_Short exercise_.
Your task is to print all of the data word for word.

[Raw records]
- - -

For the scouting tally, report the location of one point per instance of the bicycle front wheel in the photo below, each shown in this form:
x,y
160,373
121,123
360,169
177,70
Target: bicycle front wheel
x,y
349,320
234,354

- - -

_Task response_.
For the scouting tally, report the location of one point per instance of the bicycle front wheel in the photo below, each shown in this form:
x,y
160,373
121,123
360,169
177,70
Target: bicycle front wheel
x,y
349,320
234,354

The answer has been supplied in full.